- _Written instruction_
Take the line that contains "Drop a pin on the dirt" and each line after it in the material below, and transcribe them exactly, stopping at the end.
###
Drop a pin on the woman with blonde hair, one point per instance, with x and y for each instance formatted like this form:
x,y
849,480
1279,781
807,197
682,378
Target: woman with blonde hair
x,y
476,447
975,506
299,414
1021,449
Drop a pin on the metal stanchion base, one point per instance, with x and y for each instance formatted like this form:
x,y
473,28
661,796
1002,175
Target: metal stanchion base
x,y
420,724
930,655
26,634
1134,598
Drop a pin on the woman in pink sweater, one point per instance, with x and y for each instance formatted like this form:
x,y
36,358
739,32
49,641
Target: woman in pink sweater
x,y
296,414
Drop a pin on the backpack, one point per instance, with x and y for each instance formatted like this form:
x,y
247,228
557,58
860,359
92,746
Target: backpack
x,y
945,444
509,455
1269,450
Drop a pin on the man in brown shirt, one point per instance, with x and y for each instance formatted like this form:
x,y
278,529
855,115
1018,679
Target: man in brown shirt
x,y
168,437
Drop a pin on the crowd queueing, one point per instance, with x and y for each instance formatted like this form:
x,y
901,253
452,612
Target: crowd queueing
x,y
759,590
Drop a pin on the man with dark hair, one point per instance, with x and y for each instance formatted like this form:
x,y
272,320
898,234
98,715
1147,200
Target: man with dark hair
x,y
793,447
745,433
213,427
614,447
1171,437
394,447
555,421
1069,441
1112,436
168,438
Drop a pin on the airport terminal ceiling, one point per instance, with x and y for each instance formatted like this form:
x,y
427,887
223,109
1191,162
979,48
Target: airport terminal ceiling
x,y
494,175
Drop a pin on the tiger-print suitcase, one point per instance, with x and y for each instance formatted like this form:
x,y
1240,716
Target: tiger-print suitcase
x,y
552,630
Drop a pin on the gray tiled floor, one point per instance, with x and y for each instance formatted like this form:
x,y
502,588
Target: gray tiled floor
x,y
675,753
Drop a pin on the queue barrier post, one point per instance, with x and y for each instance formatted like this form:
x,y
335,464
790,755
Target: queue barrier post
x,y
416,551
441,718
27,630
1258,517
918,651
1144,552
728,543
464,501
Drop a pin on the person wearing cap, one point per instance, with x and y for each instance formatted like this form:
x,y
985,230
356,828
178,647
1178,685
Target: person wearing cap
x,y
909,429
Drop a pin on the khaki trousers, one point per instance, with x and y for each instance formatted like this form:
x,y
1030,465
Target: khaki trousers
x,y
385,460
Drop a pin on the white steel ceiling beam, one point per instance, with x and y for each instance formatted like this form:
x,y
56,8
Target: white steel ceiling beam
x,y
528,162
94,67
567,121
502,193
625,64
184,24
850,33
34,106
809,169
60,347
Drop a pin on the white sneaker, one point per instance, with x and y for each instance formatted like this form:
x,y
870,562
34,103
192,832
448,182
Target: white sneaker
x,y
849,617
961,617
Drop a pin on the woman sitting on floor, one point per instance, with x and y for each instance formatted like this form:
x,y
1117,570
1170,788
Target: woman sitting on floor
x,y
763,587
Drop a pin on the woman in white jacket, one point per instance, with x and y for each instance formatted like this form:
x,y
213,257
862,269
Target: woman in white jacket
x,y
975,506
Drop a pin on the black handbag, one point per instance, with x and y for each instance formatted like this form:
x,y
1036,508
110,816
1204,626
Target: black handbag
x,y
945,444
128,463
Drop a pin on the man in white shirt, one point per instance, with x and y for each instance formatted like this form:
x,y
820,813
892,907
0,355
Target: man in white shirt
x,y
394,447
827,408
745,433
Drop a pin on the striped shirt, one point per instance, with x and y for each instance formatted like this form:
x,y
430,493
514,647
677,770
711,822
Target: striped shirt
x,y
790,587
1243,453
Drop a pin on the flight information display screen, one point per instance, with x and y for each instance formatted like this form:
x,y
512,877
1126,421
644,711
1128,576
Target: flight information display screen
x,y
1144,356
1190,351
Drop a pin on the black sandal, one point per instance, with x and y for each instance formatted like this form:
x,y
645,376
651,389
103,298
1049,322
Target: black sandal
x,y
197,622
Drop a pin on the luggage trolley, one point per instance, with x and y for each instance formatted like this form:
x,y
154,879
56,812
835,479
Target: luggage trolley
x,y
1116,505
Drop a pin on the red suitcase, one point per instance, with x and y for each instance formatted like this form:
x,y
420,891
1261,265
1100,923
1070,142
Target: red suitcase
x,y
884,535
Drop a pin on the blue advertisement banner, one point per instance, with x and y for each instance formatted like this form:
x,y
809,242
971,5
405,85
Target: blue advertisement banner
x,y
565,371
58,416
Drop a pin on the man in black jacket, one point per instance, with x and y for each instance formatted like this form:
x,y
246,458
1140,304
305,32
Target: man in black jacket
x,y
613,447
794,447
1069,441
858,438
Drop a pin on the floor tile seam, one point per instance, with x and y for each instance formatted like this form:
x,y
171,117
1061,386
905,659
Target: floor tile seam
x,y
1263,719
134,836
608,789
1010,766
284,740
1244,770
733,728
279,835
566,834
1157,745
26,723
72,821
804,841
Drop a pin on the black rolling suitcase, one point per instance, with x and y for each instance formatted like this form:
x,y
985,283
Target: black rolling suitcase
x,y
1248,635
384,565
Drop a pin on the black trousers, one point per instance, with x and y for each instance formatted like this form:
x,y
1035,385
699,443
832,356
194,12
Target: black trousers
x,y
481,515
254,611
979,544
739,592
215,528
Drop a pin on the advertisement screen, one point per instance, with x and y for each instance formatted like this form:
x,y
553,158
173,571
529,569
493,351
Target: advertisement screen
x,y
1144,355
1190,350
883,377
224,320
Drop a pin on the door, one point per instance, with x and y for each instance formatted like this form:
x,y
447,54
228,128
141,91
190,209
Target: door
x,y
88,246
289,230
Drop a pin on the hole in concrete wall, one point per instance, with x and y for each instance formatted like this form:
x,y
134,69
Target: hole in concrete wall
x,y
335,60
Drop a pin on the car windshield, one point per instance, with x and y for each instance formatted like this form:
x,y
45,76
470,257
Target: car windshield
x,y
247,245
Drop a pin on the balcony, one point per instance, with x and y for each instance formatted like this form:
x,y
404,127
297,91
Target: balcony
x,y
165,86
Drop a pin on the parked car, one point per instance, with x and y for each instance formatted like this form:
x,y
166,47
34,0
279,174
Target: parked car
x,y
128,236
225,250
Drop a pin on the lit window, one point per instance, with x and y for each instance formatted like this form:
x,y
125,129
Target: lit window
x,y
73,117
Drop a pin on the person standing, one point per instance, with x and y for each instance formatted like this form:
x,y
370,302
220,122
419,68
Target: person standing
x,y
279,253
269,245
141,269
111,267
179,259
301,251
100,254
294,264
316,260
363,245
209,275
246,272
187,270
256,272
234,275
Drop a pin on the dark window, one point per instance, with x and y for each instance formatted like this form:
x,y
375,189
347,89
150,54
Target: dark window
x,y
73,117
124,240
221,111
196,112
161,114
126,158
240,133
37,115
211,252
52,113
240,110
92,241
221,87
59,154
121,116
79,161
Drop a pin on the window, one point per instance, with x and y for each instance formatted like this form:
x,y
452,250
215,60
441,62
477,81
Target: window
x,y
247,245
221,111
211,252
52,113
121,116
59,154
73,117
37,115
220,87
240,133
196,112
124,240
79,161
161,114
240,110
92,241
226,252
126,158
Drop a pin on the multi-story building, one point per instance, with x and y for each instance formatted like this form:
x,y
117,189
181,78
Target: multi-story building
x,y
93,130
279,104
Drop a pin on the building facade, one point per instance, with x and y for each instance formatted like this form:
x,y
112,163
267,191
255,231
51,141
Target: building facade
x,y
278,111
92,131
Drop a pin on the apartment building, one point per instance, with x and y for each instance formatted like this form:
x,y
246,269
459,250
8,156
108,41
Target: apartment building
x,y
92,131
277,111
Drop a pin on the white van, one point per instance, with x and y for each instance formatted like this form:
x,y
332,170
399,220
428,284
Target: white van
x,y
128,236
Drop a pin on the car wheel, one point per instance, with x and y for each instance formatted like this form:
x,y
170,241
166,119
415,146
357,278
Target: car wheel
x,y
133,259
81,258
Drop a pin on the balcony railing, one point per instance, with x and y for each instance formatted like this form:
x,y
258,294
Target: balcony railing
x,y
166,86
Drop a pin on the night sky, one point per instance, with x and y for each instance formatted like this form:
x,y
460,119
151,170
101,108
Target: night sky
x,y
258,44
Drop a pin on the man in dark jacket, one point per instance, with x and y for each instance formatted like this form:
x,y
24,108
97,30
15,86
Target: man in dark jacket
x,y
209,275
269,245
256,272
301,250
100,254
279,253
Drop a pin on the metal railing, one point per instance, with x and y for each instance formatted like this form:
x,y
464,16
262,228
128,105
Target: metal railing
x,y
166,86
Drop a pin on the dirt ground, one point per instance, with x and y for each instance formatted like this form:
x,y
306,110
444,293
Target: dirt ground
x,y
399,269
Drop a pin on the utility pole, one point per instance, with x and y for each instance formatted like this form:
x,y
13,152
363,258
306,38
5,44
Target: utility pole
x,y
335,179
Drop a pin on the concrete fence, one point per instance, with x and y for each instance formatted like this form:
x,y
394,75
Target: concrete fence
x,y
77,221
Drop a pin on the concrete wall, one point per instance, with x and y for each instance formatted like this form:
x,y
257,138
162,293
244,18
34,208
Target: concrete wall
###
- _Solved exercise_
Drop a pin on the dirt ground, one point per instance, with x and y for each instance formatted like this form:
x,y
306,110
444,293
Target: dirt ground
x,y
399,269
Drop a pin on the utility pole, one point per instance, with x and y for each instance formatted like this form:
x,y
13,152
363,258
306,38
5,44
Target: utility pole
x,y
335,179
Drop a pin on the concrete fence, one point per instance, with x and y for each instance formatted like this form:
x,y
394,75
Target: concrete fence
x,y
77,221
Drop a pin on the concrete wall, one point per instance, with x and y for each instance formatted like this form:
x,y
257,138
162,293
244,18
34,208
Target: concrete wall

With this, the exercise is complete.